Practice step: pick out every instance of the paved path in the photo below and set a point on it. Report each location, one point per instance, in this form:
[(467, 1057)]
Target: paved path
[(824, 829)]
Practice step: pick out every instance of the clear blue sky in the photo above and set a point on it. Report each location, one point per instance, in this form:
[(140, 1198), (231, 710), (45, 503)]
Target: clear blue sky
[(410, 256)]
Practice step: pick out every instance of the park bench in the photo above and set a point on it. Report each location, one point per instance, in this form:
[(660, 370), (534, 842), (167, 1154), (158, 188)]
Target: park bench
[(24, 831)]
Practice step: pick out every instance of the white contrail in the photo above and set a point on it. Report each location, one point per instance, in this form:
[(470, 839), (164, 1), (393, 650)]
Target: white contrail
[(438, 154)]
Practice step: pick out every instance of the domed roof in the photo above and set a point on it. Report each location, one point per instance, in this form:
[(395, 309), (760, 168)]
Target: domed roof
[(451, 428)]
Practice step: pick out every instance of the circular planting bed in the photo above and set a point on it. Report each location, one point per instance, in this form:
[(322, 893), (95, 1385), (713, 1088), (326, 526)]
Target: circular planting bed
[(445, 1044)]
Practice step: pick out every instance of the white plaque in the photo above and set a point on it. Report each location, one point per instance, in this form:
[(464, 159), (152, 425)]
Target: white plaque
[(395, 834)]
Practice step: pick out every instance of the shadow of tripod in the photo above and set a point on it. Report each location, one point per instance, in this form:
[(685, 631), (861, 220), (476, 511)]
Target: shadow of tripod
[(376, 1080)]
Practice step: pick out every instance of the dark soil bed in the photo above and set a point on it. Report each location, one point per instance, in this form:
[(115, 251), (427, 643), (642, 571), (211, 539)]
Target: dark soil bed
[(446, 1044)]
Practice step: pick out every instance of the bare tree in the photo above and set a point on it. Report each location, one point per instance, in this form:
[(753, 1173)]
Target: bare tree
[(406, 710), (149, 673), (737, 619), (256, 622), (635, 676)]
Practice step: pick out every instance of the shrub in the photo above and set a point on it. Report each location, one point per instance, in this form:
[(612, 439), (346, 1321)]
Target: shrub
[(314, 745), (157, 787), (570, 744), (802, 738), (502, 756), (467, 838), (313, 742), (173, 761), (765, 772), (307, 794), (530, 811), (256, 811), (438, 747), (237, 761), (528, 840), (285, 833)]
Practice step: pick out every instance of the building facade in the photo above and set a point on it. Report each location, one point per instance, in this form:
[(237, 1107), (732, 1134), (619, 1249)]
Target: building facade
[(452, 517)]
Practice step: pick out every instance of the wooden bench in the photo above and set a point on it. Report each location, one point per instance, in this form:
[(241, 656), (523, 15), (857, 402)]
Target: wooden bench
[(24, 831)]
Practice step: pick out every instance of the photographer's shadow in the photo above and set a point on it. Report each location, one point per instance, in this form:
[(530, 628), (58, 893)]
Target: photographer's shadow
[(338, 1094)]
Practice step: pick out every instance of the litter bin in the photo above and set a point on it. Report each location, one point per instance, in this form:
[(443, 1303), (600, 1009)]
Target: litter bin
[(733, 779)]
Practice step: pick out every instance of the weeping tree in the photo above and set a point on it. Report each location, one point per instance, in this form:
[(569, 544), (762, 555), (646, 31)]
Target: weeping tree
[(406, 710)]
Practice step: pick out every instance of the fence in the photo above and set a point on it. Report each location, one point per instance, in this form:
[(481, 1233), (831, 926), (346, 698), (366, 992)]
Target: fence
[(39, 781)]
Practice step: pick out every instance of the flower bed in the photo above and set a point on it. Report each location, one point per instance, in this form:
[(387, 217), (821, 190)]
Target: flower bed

-=-=-

▸ **TASK PROMPT**:
Rewrite every row above with "Practice step" swapped for "Drill" wherever it occurs, leaving everything else unchanged.

▸ **RESULT BELOW**:
Drill: pick out every instance of the paved path in the photo below and set a point on it. Report each location, one point per instance, in this form:
[(467, 1057)]
Target: paved path
[(824, 829)]
Drill: pick out every instance of the clear blue sky in the photo above and set a point on it. Report each location, one point per instance, in this form:
[(140, 1198), (231, 710), (45, 503)]
Target: clear blue sky
[(410, 256)]
Drill: pick out every instance of the park bench in the photo above and set a point on it. Report each location, one point per instance, in this form:
[(660, 370), (534, 842), (167, 1154), (158, 188)]
Target: park bench
[(24, 831)]
Drill: pick out every instance of the white contrail in the photo above and set a point on it. Report each location, one point per instance, in this form:
[(470, 839), (164, 1), (393, 650)]
Target: white contrail
[(438, 154)]
Drill: pick out every instance of the domed roof in the photo above and set a point on it. Report each location, one point per instance, in this form:
[(395, 309), (760, 168)]
Target: domed roof
[(451, 428)]
Drill: pick out every instance of the circular planting bed in the photo above and set a point on it. Report each location, one point per instance, in this form:
[(322, 893), (95, 1385), (713, 1088), (326, 526)]
Target: circular planting bed
[(445, 1044)]
Drill: pick out every instance of the white plaque in the photo above and set a point on it. Report each location, one point per instance, in this form:
[(464, 159), (152, 425)]
Target: white plaque
[(395, 834)]
Drill: pick out every instance of the shadow of tripod in the photo above and set a point on it. Report each location, one point per instance, in this form:
[(685, 631), (861, 220), (476, 511)]
Target: shadow of tripod
[(376, 1080)]
Drill: pick out every instance of the dark soil bed in the photo above and set a point on it. Report each location, one point per instance, in this form:
[(115, 251), (427, 643), (642, 571), (211, 539)]
Target: dark soil bed
[(446, 1044)]
Drill: pick out every instance of the bare tree in the photo above and set a point on it. Report each location, one point per instance, in this form:
[(753, 1173)]
Target: bare tree
[(406, 710), (149, 673), (737, 619), (256, 622), (635, 676)]
Drill: pick out every instance of the shrub in the photo above and set a point on it. Report each location, one point per instance, in this form:
[(612, 439), (346, 1321)]
Target: shrub
[(314, 745), (157, 787), (570, 744), (802, 738), (502, 756), (467, 838), (313, 742), (173, 761), (765, 772), (307, 794), (530, 811), (256, 811), (438, 747), (237, 761), (528, 840), (285, 833)]
Drill: pick out every instance of the building facade in the photo above and set a point on it. Report each location, one point per instance, in this form:
[(237, 1107), (732, 1134), (619, 1249)]
Target: building facade
[(452, 517)]
Drill: pick out every instance of the wooden bench in the photo above and set a point on it. Report each location, one point per instance, in this form:
[(241, 656), (523, 15), (857, 402)]
Target: wooden bench
[(24, 831)]
Drill: pick out every instance of the photographer's shadow in the photo above and set a point on it. Report each location, one point per instance, in this form:
[(530, 628), (58, 893)]
Target: photographer's shadow
[(338, 1094)]
Drill: pick out every instance of the litter bin in the photo above and set a point on it. Report each location, one point per instance, in this form:
[(443, 1303), (600, 1009)]
Target: litter bin
[(733, 779)]
Drill: pick out every instance of the weeping tree in the photo above and set a point on it. Report each location, one point per instance, in this form:
[(569, 544), (762, 555), (646, 31)]
Target: weeping tree
[(406, 710)]
Drill: pick out every instance of the fence in the photo above and set a point on it. Report each location, one point per instance, in this form:
[(481, 1233), (831, 926), (346, 698), (366, 992)]
Target: fence
[(39, 781)]
Drill: pick out every instance of the flower bed in the photo above and set a point on it. Report each location, one point per instance, in this form:
[(387, 217), (821, 190)]
Target: flower bed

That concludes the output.